======== Records shown

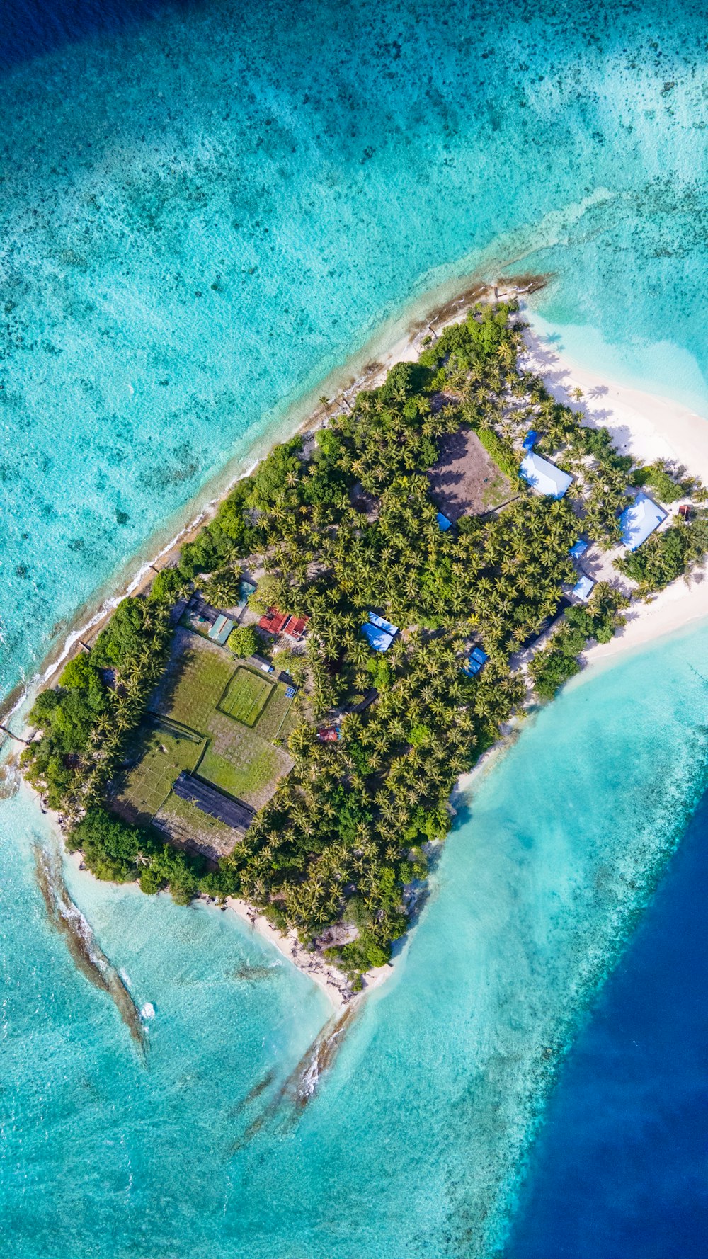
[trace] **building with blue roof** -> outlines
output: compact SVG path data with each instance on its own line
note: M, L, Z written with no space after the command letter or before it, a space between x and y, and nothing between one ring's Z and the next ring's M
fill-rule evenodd
M569 472L557 468L549 460L534 454L533 451L522 460L520 475L528 481L532 490L544 494L549 499L562 499L568 486L572 483Z
M630 550L636 550L646 541L650 534L666 519L664 511L648 494L637 494L634 502L630 502L620 516L622 529L622 541Z
M362 633L374 651L388 651L398 633L398 626L392 626L391 621L369 612L369 619L362 626Z
M231 617L224 617L222 614L217 617L214 624L210 626L208 637L212 638L213 642L218 642L219 647L223 647L231 631L233 630L233 626L234 622Z
M488 660L489 656L486 651L482 651L481 647L475 647L462 665L462 672L466 674L467 677L475 677Z
M592 580L591 577L587 577L587 574L583 573L583 575L578 578L578 580L573 585L572 593L574 594L576 599L581 599L582 603L587 603L593 589L595 589L595 582Z
M590 543L586 543L585 538L578 538L577 543L573 543L573 545L568 549L568 555L571 555L572 559L580 559L581 555L585 555L588 546Z

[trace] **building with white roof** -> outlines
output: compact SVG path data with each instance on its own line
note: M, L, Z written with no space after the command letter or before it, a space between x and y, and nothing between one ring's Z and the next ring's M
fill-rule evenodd
M659 507L648 494L637 494L620 516L622 541L630 550L641 546L650 534L666 519L668 512Z
M572 482L569 472L557 468L549 460L544 460L534 451L529 451L522 460L520 473L537 494L545 494L551 499L562 499Z

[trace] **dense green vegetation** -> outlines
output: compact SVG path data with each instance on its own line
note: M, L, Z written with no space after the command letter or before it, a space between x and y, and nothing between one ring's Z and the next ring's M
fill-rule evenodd
M626 596L607 583L601 583L593 592L590 607L568 608L562 627L548 646L534 655L529 665L539 699L552 700L563 682L580 672L578 656L588 641L610 642L616 630L624 624L625 618L620 613L627 604Z
M385 962L407 923L406 888L425 879L428 845L448 828L455 779L525 699L515 656L576 579L569 546L581 531L615 545L626 505L631 458L519 370L514 312L476 307L417 364L399 364L380 388L359 393L307 456L300 438L277 447L184 548L179 569L160 574L149 599L125 601L92 652L39 696L33 720L44 733L25 771L64 811L69 844L100 878L140 878L146 891L169 885L179 900L197 890L243 895L304 940L350 924L353 938L333 956L354 983ZM442 533L426 472L438 439L465 426L517 497ZM567 500L538 497L519 481L529 427L542 433L539 451L573 473ZM642 589L665 584L707 543L699 516L627 556L622 572ZM288 737L290 776L244 841L205 871L152 831L116 821L106 792L163 670L170 604L191 583L215 607L233 606L246 559L266 570L253 607L311 618L305 656L287 660L306 706ZM539 697L577 671L590 640L612 636L626 602L600 584L587 607L567 612L529 667ZM399 627L385 656L360 632L369 609ZM258 642L238 628L229 647L246 656ZM475 643L489 660L470 679L461 666ZM278 660L285 666L285 655ZM333 721L339 740L320 742L316 725Z
M661 590L703 559L708 550L708 511L695 511L689 521L670 525L629 555L616 568L639 584L641 594Z

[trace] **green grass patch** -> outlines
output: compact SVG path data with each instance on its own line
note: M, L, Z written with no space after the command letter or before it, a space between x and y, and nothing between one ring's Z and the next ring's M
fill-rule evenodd
M160 685L157 709L204 734L231 679L233 663L222 652L190 647L174 661Z
M181 771L195 768L204 744L204 739L195 742L160 728L144 729L137 743L140 760L127 771L121 783L116 812L131 822L149 822Z
M243 740L239 752L238 759L227 760L209 744L199 765L199 777L251 805L277 777L278 757L276 749L261 739L257 743Z
M273 682L258 677L249 669L237 669L219 708L234 721L241 721L252 729L266 708L272 690Z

================

Render the records above as a Markdown table with the columns "Row" and "Entry," starting at the beginning of the records and stopping after the line that contains "M592 580L591 577L587". Give each line its own row number, skip blank lines, and leave the pictures out.

— Response below —
| Row | Entry |
|---|---|
| 1 | [trace] **building with blue roof** -> outlines |
| 2 | output: compact SVG path data with each instance on its own line |
| 3 | note: M, L, Z written with no space after the command letter or before it, a space between x and y, and nothing between one ring's Z and the next ring's M |
| 4 | fill-rule evenodd |
| 5 | M569 472L557 468L549 460L534 454L533 451L522 460L520 475L528 481L532 490L544 494L549 499L562 499L568 486L572 483Z |
| 6 | M630 550L636 550L646 541L650 534L666 519L664 511L648 494L637 494L634 502L630 502L620 516L622 529L622 541Z |
| 7 | M362 633L374 651L388 651L398 633L398 626L392 626L391 621L369 612L369 619L362 626Z |
| 8 | M231 617L224 617L222 614L217 617L214 624L210 626L208 637L212 638L213 642L218 642L219 647L223 647L231 631L233 630L233 626L234 622Z |
| 9 | M488 660L489 656L486 651L482 651L481 647L475 647L462 665L462 672L466 674L467 677L475 677Z |
| 10 | M592 580L591 577L587 577L587 574L583 573L583 575L578 578L578 580L573 585L572 593L574 594L576 599L581 599L582 603L587 603L593 589L595 589L595 582Z |